Print each line exactly as it is given.

----

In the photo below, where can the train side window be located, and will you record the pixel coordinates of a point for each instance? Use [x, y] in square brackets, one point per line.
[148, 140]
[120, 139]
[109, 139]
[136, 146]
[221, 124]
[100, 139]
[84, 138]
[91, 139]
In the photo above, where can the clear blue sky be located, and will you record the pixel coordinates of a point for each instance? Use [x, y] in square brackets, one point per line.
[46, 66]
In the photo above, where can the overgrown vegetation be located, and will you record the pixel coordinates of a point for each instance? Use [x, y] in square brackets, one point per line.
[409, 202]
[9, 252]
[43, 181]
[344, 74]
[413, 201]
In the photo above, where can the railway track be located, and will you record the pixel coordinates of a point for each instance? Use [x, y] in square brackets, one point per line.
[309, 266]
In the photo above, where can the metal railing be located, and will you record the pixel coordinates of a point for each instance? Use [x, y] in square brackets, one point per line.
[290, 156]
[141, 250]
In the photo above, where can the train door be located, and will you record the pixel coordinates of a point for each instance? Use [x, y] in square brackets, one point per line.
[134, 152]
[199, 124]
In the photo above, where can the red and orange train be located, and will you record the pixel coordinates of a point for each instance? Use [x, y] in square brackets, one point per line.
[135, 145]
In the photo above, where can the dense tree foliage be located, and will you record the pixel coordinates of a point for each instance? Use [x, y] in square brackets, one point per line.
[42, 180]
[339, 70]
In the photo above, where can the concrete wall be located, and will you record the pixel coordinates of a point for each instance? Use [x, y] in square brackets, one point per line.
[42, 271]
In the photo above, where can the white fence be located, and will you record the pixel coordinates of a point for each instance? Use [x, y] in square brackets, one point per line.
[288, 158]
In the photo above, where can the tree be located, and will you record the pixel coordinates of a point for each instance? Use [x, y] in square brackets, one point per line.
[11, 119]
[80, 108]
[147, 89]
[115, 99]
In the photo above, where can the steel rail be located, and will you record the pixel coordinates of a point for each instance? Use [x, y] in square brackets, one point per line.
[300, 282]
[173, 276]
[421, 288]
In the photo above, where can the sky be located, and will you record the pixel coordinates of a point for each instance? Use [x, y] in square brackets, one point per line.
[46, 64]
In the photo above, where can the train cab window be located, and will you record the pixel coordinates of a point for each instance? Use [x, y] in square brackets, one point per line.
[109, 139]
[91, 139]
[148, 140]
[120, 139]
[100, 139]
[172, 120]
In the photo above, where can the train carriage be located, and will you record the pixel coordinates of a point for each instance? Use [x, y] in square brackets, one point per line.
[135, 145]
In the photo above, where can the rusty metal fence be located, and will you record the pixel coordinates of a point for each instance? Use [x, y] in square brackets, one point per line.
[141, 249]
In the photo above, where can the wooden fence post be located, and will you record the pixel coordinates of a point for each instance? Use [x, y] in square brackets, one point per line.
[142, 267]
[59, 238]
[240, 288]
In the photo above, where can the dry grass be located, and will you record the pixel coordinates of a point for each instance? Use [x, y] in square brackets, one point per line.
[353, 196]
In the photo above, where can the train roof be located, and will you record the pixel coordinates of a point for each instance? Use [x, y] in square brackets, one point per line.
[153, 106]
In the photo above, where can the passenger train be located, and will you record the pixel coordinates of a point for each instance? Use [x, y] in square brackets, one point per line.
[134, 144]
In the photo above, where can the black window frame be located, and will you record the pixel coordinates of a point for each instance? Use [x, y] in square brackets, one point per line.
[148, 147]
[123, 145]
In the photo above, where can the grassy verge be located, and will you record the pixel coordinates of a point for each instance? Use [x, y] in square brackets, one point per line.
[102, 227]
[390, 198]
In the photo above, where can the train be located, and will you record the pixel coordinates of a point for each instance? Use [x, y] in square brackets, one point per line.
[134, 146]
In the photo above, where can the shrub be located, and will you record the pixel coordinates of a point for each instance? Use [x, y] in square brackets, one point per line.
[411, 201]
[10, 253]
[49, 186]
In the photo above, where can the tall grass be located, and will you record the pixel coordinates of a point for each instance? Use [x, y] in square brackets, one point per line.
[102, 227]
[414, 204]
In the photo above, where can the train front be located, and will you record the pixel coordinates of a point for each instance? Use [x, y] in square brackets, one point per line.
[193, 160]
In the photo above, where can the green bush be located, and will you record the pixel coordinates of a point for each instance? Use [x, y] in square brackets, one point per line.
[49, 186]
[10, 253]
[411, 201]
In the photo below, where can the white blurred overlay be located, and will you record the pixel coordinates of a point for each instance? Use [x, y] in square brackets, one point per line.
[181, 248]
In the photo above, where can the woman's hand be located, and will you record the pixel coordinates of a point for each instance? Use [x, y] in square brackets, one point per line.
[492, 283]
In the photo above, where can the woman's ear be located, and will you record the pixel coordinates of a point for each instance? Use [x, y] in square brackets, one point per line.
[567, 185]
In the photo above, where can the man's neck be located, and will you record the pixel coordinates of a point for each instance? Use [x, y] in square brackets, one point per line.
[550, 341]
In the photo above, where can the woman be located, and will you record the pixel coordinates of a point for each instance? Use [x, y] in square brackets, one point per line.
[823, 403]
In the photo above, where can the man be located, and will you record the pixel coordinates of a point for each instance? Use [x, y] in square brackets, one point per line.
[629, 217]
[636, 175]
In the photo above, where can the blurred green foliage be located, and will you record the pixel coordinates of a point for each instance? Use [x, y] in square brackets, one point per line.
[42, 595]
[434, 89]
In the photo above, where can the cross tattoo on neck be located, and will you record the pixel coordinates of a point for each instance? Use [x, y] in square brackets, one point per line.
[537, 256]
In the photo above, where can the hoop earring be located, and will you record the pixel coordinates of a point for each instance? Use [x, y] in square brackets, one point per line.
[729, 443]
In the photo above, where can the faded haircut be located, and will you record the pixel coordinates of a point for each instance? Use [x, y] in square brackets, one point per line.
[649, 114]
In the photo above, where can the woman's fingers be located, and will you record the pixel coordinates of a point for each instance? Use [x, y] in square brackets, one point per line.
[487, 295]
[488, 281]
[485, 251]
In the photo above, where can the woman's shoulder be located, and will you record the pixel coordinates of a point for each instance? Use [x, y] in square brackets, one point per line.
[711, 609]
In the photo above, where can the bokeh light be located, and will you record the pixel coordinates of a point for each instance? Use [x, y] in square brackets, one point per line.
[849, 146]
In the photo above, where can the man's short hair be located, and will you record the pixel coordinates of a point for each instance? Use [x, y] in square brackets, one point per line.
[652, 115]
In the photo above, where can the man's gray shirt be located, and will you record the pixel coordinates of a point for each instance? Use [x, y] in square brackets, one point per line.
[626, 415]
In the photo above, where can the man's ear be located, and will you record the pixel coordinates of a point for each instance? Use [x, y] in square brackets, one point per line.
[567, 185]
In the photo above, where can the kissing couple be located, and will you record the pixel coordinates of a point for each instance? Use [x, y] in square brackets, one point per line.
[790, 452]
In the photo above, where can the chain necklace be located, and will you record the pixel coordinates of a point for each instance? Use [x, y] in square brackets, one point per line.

----

ANSWER TO THIS PROBLEM:
In the photo below, where can the train side window be located, and will you record the pixel coordinates of a point for each instance? Use [x, y] in square brackets, one point per line.
[148, 140]
[120, 139]
[109, 139]
[136, 146]
[221, 124]
[100, 139]
[84, 138]
[91, 139]
In the photo above, where can the clear blue sky be located, and will you record the pixel coordinates of a point for each instance? Use [x, y] in square brackets, one point per line.
[46, 66]
In the photo above, where can the overgrown vegetation be located, and will you record the pixel coordinates of a point for each instance? Use [x, y] in square brackets, one point per line.
[409, 202]
[9, 252]
[43, 181]
[344, 74]
[413, 201]
In the photo above, where can the railway track be located, and will you record the pixel coordinates of a point for each instance? Use [x, y] in square brackets, one point per line.
[309, 266]
In the photo above, where can the metal railing be located, and will you record the pixel coordinates of a point for each instance? Use [x, y] in square brackets, one point per line.
[290, 156]
[141, 250]
In the photo above, where can the train door be located, and will you record the pixel coordinates of a point for each instance? Use [x, y] in square brackets, one point per line.
[134, 152]
[199, 124]
In the photo above, where can the red and orange train be located, and will you record the pixel coordinates of a point for each instance? Use [x, y] in square brackets, one point per line.
[135, 145]
In the photo above, where can the dense tree foliage be located, and will you record the pixel coordinates of a point for each instance? Use [x, y] in square brackets, one point per line.
[42, 180]
[339, 70]
In the photo above, where can the concrete wall be located, and will you record the pixel coordinates of a point for each instance? Use [x, y] in square brackets, one point per line.
[42, 271]
In the photo above, where can the white fence be located, and will you record the pixel coordinates of a point for each instance? Use [x, y] in square brackets, one point per line.
[288, 158]
In the photo above, where can the tree be located, and will you record the pixel coordinates of a point for each instance? Use [x, y] in square brackets, one point per line.
[11, 119]
[80, 108]
[147, 89]
[115, 99]
In the photo above, where can the steel rail be located, and will you record the pixel coordinates of a point for each instance? Use [x, y] in square brackets, one point per line.
[300, 282]
[173, 276]
[421, 288]
In the photo above, where can the sky be located, and will you record the pixel coordinates of a point for each instance? Use [x, y] in square brackets, one point per line.
[46, 64]
In the photo above, where can the train cab window be located, and will you record the pixel coordinates of a point for each instance? Use [x, y] in square brackets, one point per line.
[109, 139]
[91, 139]
[148, 140]
[120, 139]
[100, 139]
[172, 120]
In the photo above, where can the train carriage be located, and will you record the pixel coordinates of a point for each instance? Use [x, y] in square brackets, one point per line.
[135, 145]
In the photo above, where can the rusty metal fence be located, and will you record the pixel coordinates of a point for each instance? Use [x, y] in square brackets, one point per line.
[141, 249]
In the photo above, where can the wooden fence post be located, and will you record the pixel coordinates of a point for each instance? Use [x, y] in square brackets, one point per line.
[142, 267]
[59, 238]
[240, 288]
In the photo above, where can the dry grass be located, and will you record the pixel coordinates of a point for each instance? Use [x, y] in square brackets, one point per line.
[353, 196]
In the photo above, where can the train roof be located, and will you record the pixel coordinates of a point for each instance? Use [x, y] in square brackets, one point per line.
[153, 106]
In the photo above, where can the passenger train be located, and will you record the pixel coordinates of a point for each instance? Use [x, y] in square brackets, one point per line.
[134, 144]
In the photo above, where can the black window frame be located, and will you record the pixel coordinates of a point for each instance? Use [x, y] in square brackets, one point per line.
[148, 147]
[123, 145]
In the photo above, where can the grassy verge be located, and will you record the pixel coordinates of a point for each instance? Use [x, y] in square brackets, one point per line.
[102, 227]
[390, 198]
In the photo above, where can the train be located, and will you record the pixel coordinates of a point for each instance? Use [x, y] in square brackets, one point per line.
[134, 146]
In the photo above, where can the shrub be located, and will you record the pixel coordinates of a point for each instance? Use [x, y] in square brackets, one point per line.
[411, 201]
[10, 253]
[49, 186]
In the photo above, where can the tall grass be located, and will you record the pixel coordinates of a point for each instance? Use [x, y] in square brackets, one point per line.
[102, 227]
[414, 204]
In the photo above, where can the train front be located, and will you record the pixel coordinates of a point for each instance? Use [x, y] in square brackets, one point per line.
[193, 160]
In the photo above, where can the green bush be located, and will you record the pixel coordinates of a point for each instance? Use [x, y] in square brackets, one point per line.
[49, 186]
[10, 253]
[411, 201]
In the photo below, where can the white blurred overlay be located, and will you record the pixel coordinates of a point for each instance? Use [x, y] in square brackets, one point per line.
[181, 248]
In the photo above, where can the woman's hand be located, and will you record the pixel coordinates of a point for each instance? Use [x, y] in square brackets, one point per line.
[492, 283]
In the photo above, where can the woman's ear be located, and will you record the pixel coordinates of a point for each instance? Use [x, y] in square brackets, one point per line.
[567, 185]
In the photo above, where can the man's neck be located, and will you record the pixel coordinates of a point for each instance? Use [x, y] in square brackets, one point per line.
[550, 341]
In the photo above, where can the woman be located, and will you record the pixel coordinates of a point for each instance? Use [x, y] in square brackets, one point per line.
[823, 403]
In the photo above, where can the man be located, and will you record the pixel coordinates of a point for each instance? Use [x, y] in square brackets, one point per line.
[629, 217]
[636, 175]
In the photo above, where can the blurred green foliage be located, and will you record the pixel coordinates of a point for each instance? Use [x, y] in square brackets, one point per line.
[42, 595]
[434, 89]
In the photo above, where can the cross tattoo on neck be located, and will you record the pixel coordinates of a point for each instance? Use [x, y] in square brackets, one point per line.
[537, 256]
In the photo above, where can the hoop earring be located, and will you record the pixel coordinates of a point for each instance? Use [x, y] in square brackets, one point per line.
[729, 443]
In the photo above, where can the faded haircut be located, and will you record the pixel coordinates of a point for each instance? Use [x, y] in square brackets, one point per line.
[649, 114]
In the photo above, where can the woman's fingers be located, and will you record the pixel coordinates of a point for each instance? Use [x, y] in square brackets, one point per line.
[487, 295]
[488, 281]
[485, 251]
In the photo above, where can the woman's shoulder be located, and will you record the pixel coordinates of a point for each instance? Use [x, y] in square brackets, one point per line.
[711, 609]
In the photo above, where can the bokeh light be located, and will you record the pixel coordinates of a point for each instance? Use [x, y] in square brackets, one point per line.
[849, 146]
In the photo above, where can the man's short hair be located, and will you record the pixel coordinates of a point for each instance? Use [x, y] in square brackets, one point per line.
[652, 115]
In the photo above, where can the man's gray shirt be located, and will you record the pixel coordinates of a point for each instance? Use [x, y] in square brackets, one point per line.
[626, 415]
In the photo above, where can the man's ear be located, and will you record the pixel coordinates of a point for each instance? Use [x, y] in square brackets, one point per line.
[567, 185]
In the photo above, where can the kissing couple be located, and will you record the pixel coordinates of a point for each instance? Use [x, y] in square brackets, one point per line.
[790, 452]
In the photo above, where can the chain necklace be located, and will you record the pixel coordinates of a point for each instance? Use [x, y] in square brackets, one point per line.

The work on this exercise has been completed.